Rewrite every line of the items below as a Markdown table with the columns Row and Line. Number each row and leave out blank lines.

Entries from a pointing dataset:
○ ○ ○ ○

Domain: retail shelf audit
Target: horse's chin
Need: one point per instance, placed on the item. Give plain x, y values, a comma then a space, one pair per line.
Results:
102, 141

○ ○ ○ ○

> Solution:
| Row | Line |
|---|---|
| 1 | Domain: retail shelf audit |
| 2 | Target: horse's chin |
| 3 | Need: one point per instance, placed on the item. Give plain x, y values, a comma then a space, one pair per line. |
| 4 | Results: |
| 5 | 102, 141 |